----- TEXTO DE LEITURA -----

Steven Soderbergh nunca foi um cineasta fácil de categorizar. Se no recem-lançado “Presença” ele apostou em uma narrativa claustrofóbica quase experimental, em Código Preto o diretor retoma o território do thriller de espionagem com uma elegância que evoca John le Carré, mas com a fluidez de quem sabe que o verdadeiro mistério não está nas pistas, e sim nos silêncios entre um diálogo e outro. Aqui, a pergunta não é quem traiu o serviço secreto britânico, mas como um casal de espiões de elite lida com a possibilidade de que o amor possa ser, ele mesmo, uma operação de disfarce.
O filme abre com um plano-sequência que já anuncia sua contradição central: a câmera segue George Woodhouse (Michael Fassbender) pelos corredores de um restaurante londrino, luzes neon vazando como halos embaçados, até um encontro clandestino. A escolha não é casual. Soderbergh, conhecido por sua economia narrativa, aqui se permite um preâmbulo quase ornamental — um desvio sutil que sinaliza: algo está fora da ordem. Quando George descobre que há um “intruso” em sua casa, e que sua esposa, Kathryn (Cate Blanchett), está na lista de suspeitos, o jogo não é mais sobre lealdade institucional, mas sobre os limites da confiança íntima.
O casamento como missão secreta
Diferente de “Mr. & Mrs. Smith”, onde o casal descobre-se inimigos, Código Preto parte de uma premissa mais sutil: George e Kathryn já sabem que mentir faz parte do trabalho. A questão é se a mentira profissional contamina o afeto. Blanchett e Fassbender têm química suficiente para tornar crível a ideia de que dois agentes treinados para desconfiar podem, paradoxalmente, confiar um no outro mais do que em si mesmos. A cena em que discutem o caso sobre uma taça de vinho, sem jamais mencionar diretamente a suspeita, é um exercício de atuação minimalista: os olhares dizem mais que as palavras.
Soderbergh e o roteirista David Koepp — em seu melhor trabalho em anos — entendem que o cerne do thriller não está nas reviravoltas, mas na tensão entre o que é dito e o que é omitido. Quando George é instruído a investigar a própria esposa, a câmera os enquadra em planos fechados, quase claustrofóbicos, mesmo em ambientes amplos — como se o apartamento modernista que dividem fosse, ele mesmo, uma sala de interrogatório.

----- DADOS FORNECIDOS -----

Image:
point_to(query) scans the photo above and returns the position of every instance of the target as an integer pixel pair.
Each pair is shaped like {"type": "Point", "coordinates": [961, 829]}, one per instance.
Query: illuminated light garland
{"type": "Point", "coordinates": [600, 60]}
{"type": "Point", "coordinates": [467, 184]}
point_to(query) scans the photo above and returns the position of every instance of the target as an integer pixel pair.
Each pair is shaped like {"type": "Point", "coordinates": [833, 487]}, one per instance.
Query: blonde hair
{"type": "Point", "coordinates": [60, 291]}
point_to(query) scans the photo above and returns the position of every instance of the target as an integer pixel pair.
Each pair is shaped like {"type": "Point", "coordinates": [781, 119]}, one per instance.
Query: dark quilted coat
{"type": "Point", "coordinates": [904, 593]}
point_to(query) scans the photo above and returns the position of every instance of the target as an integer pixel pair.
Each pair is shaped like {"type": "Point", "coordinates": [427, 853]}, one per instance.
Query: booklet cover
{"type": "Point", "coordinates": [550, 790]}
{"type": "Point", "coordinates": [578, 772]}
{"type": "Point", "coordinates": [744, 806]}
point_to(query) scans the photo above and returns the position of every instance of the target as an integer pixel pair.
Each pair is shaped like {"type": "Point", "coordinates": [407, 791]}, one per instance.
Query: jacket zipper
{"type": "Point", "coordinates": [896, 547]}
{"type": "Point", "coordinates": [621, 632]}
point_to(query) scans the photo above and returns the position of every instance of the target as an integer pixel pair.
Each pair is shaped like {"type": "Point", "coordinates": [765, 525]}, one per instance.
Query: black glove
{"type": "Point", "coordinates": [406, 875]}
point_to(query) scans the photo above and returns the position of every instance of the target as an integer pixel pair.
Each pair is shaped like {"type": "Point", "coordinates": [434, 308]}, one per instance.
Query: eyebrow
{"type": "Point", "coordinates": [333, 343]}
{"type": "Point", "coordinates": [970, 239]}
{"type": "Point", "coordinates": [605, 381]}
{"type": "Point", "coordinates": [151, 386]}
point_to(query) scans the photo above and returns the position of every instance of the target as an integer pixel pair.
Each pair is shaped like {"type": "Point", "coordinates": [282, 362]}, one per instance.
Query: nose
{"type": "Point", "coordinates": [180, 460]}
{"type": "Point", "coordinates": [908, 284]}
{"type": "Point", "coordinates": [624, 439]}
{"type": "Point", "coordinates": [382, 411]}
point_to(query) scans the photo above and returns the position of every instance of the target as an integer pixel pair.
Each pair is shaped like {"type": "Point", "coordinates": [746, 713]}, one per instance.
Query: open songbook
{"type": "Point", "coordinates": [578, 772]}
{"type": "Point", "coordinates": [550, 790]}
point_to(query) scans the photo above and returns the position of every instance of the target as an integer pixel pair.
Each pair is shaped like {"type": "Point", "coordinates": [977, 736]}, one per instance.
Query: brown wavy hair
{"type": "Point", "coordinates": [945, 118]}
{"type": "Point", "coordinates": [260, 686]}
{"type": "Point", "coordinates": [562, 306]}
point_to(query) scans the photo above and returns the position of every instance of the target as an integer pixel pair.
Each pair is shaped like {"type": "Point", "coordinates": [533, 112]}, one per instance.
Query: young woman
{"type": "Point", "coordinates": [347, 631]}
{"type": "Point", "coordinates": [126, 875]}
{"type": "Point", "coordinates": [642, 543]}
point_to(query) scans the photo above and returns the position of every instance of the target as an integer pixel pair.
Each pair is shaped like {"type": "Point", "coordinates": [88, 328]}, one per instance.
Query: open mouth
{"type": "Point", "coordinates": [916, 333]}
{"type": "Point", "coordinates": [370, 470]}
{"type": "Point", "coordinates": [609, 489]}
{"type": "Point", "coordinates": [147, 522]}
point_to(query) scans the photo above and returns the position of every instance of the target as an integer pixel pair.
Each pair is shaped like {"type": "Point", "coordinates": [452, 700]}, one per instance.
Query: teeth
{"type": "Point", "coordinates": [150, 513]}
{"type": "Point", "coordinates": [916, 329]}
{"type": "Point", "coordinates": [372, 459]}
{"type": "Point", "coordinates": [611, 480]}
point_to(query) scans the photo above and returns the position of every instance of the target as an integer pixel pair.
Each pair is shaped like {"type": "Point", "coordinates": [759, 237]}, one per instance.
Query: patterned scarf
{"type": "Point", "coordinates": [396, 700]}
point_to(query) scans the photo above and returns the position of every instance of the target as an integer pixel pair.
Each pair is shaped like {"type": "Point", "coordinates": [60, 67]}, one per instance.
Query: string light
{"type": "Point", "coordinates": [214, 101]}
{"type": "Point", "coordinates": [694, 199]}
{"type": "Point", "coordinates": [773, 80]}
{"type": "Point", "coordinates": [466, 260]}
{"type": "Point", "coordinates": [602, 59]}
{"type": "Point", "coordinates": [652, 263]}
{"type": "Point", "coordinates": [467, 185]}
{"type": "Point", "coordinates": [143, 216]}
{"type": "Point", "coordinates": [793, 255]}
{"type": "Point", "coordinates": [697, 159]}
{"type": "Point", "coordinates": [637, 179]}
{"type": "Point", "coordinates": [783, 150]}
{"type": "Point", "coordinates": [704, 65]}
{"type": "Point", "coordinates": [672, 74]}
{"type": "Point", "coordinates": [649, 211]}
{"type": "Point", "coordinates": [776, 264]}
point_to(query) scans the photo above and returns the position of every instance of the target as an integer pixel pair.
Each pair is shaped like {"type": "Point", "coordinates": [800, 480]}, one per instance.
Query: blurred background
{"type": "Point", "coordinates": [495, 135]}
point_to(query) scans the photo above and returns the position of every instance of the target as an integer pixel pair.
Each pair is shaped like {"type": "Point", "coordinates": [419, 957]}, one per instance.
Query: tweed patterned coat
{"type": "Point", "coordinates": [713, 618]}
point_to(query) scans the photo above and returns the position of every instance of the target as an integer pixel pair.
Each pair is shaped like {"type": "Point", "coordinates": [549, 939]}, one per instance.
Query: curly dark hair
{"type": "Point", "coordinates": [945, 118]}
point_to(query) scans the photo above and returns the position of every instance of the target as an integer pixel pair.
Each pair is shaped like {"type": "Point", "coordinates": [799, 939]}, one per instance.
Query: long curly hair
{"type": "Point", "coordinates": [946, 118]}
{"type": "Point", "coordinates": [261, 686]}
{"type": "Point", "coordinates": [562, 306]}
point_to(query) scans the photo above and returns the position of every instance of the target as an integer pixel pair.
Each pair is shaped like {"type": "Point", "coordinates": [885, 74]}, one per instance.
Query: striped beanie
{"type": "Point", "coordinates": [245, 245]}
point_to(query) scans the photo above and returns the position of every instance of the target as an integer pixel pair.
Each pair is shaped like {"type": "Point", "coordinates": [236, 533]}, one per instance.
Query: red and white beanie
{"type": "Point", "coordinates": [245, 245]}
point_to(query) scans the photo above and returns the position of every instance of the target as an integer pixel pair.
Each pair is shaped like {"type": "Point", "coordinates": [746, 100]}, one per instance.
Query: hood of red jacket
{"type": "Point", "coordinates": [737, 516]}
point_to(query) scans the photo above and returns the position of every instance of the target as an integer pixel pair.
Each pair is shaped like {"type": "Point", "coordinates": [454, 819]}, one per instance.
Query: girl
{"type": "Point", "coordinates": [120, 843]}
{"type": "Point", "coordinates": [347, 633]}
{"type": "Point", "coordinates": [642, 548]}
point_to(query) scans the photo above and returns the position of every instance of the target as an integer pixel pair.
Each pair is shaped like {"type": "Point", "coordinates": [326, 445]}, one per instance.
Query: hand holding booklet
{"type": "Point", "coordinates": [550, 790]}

-----

# INSTRUÇÕES DAS TAREFAS:
• 1. Segundo a crítica de Código Preto, com que tipo de plano o filme abre?
• 2. Escreva a continuação da crítica de Código Preto a partir da última frase apresentada.

# RESULTADOS FINAIS:
• 1. Com um plano-sequência que segue George Woodhouse pelos corredores de um restaurante londrino até um encontro clandestino.

• 2.
A fotografia, assinada pelo próprio Soderbergh — sob seu pseudônomo habitual, Peter Andrews —, abusa de halation — um efeito de luz difusa que envolve fontes luminosas em névoa, criando uma atmosfera onde nada está totalmente claro. É uma metáfora visual perfeita para o tema: a verdade existe, mas nunca está totalmente em foco.

Se em Presença se perdia em seu próprio experimentalismo, Código Preto é um exemplo de como Soderbergh domina a narrativa clássica sem abrir mão de ousadias. A montagem é rápida, mas nunca caótica; os diálogos são afiados, mas nunca soam como exercícios de estilo. Há uma cena particularmente brilhante em que George e Kathryn interrogam um colega (Tom Burke) durante um jantar. O plano se mantém estático, enquanto os personagens circulam a mesa como peças de xadrez. A tensão não vem de tiros ou perseguições, mas do modo como um garfo vira arma e um sorriso vira ameaça.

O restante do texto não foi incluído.